## ENTRIES
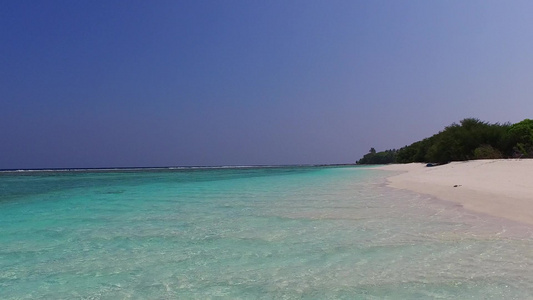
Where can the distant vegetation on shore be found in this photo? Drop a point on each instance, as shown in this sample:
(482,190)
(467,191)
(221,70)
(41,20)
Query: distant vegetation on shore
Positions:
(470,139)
==
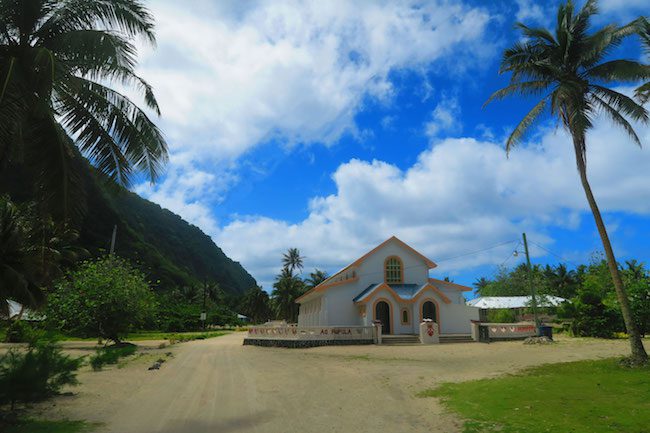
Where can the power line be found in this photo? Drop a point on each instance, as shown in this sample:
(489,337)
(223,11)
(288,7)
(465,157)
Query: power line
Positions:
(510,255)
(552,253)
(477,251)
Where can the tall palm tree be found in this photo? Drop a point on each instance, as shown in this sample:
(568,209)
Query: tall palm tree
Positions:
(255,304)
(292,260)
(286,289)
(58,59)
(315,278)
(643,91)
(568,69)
==
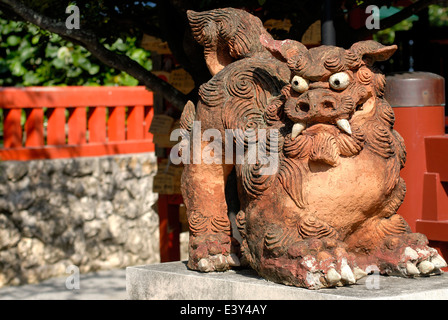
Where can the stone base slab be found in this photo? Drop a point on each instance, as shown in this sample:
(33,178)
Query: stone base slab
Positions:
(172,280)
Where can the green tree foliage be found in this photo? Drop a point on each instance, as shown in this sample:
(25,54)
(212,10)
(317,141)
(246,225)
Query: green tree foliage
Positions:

## THE PROBLEM
Can you gather every line of the material above that contains the word "sample"?

## OUTPUT OF THE EXERCISE
Where can the distant vegetation on shore be found in this photo? Drop a point on each instance, as shown in this sample:
Where can the power line be found in this photo? Drop a point on each instance, as shown in this sample:
Where can the tall palm tree be found in this photo? Drop a point on each instance, as shown in this sample:
Where can the stone base slab be found in this photo? Drop a point on each instance, as shown in this sample:
Where can the green tree foliage be found in this photo? Drop a point on each instance, as shown in this sample:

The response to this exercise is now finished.